== EXTRACT ==
# GTO W/AC Coil Springs



## cdon (Jun 22, 2012)

Hi everyone,
New to the forum. Picked up a 67 GTO last week. The guy I picked it up from was not very mechanically inclined. I need to redo the suspension, floats like a boat. In order to maintain the same height the front coil springs I think I need are Moog 5244. Everywhere I checked said that they are for a 1967 GTO W/O air. My car has factory air. I don't see how having air will change the spring #. Can I use the Moog 5244 on my car? Any other suggestions would be appreciated. Thanks


----------



## Instg8ter (Sep 28, 2010)

yes the air equipment made the front heavier so they are a little stiffer springs than non air cars, you can get the lemans wagon springs which are the same as the air springs i believe. If the car does not sit low try shocks first, a good set of gasmatic shocks can do wonders for a bouncer.

(Entries from a point annotation set)
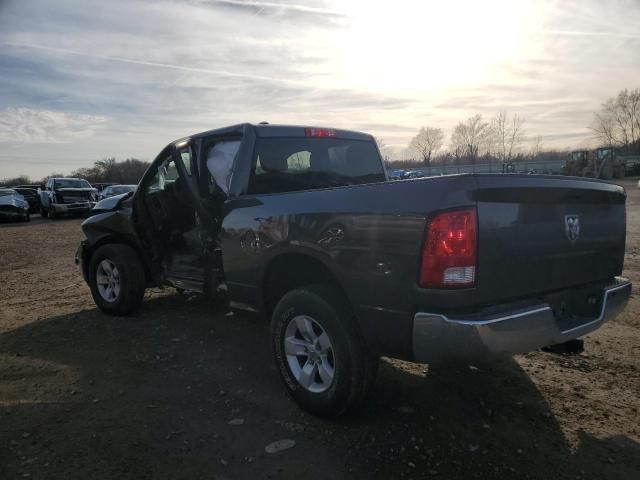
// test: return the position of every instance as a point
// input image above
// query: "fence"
(553, 167)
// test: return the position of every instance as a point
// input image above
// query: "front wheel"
(319, 352)
(116, 278)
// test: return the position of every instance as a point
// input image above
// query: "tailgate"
(538, 234)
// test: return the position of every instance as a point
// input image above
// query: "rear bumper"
(11, 212)
(436, 336)
(78, 207)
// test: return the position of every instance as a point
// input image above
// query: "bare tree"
(427, 143)
(536, 147)
(509, 133)
(618, 121)
(471, 138)
(383, 147)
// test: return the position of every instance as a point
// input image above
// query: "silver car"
(112, 190)
(13, 206)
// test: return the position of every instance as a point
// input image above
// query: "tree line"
(502, 138)
(110, 170)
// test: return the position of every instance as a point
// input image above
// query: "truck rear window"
(288, 164)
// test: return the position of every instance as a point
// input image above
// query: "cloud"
(26, 125)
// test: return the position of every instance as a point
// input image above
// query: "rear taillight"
(449, 254)
(319, 132)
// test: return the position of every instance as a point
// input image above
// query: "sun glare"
(416, 45)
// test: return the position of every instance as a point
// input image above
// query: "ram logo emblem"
(572, 227)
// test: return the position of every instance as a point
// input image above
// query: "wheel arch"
(111, 239)
(291, 270)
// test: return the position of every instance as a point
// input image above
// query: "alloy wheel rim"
(108, 280)
(309, 354)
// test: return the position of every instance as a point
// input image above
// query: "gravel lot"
(83, 395)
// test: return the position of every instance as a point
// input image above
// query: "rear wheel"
(116, 279)
(319, 352)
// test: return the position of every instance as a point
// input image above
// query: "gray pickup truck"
(301, 225)
(61, 196)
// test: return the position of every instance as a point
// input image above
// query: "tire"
(342, 376)
(128, 275)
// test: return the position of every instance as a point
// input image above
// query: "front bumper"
(77, 207)
(81, 257)
(11, 212)
(436, 336)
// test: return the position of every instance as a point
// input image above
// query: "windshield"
(285, 164)
(71, 183)
(123, 189)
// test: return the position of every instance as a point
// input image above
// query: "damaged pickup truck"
(301, 225)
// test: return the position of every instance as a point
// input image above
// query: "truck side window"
(289, 164)
(220, 158)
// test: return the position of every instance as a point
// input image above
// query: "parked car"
(301, 225)
(66, 195)
(31, 196)
(396, 174)
(101, 186)
(112, 190)
(13, 206)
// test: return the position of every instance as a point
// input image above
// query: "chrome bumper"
(436, 336)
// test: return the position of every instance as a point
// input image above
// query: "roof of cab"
(269, 130)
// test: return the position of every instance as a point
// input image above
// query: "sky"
(84, 80)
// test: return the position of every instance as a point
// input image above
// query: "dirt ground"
(84, 395)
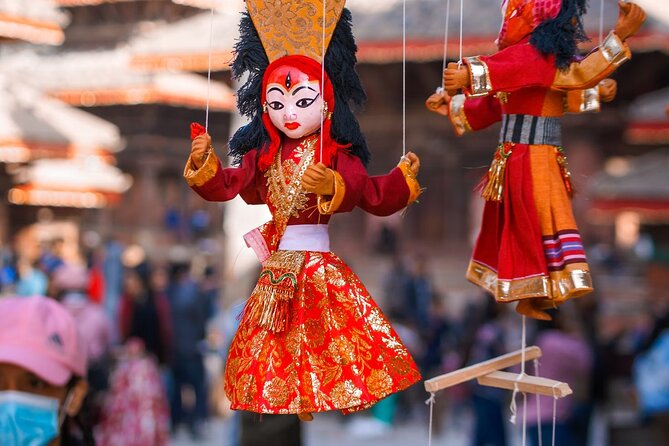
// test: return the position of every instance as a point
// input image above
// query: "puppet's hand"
(607, 90)
(200, 149)
(318, 179)
(438, 102)
(412, 161)
(456, 78)
(630, 19)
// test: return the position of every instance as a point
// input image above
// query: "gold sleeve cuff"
(583, 101)
(329, 207)
(412, 182)
(198, 177)
(457, 114)
(614, 50)
(479, 76)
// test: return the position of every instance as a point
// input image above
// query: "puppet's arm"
(347, 185)
(521, 65)
(214, 183)
(590, 99)
(466, 114)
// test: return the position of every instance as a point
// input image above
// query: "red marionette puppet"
(529, 248)
(311, 338)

== PROBLEM SET ==
1) Print the stretch of the GTO coil spring thread from "yes the air" through "for a bouncer.".
2) Write the next part of the GTO coil spring thread, picking up right after its last sentence.

== RESPONSES IN ORDER ==
1)
yes the air equipment made the front heavier so they are a little stiffer springs than non air cars, you can get the lemans wagon springs which are the same as the air springs i believe. If the car does not sit low try shocks first, a good set of gasmatic shocks can do wonders for a bouncer.

2)
----------



## cdon (Jun 22, 2012)

Thanks 
I think I posted in the wrong forum, will move to older GTOs


----------



## 67/04gto (Jan 15, 2005)

you can use the springs for a/c and with out a/c.like they said above the ac springs are stiffer it will just make the car sit a lil lower.if you going to rebuilt the suspension depending on what you what the car to be build as if you going with tublar control armsand bigger sway bars it with help with th eride,also if you get stiffer shocks also


----------



## Eric Animal (Oct 28, 2007)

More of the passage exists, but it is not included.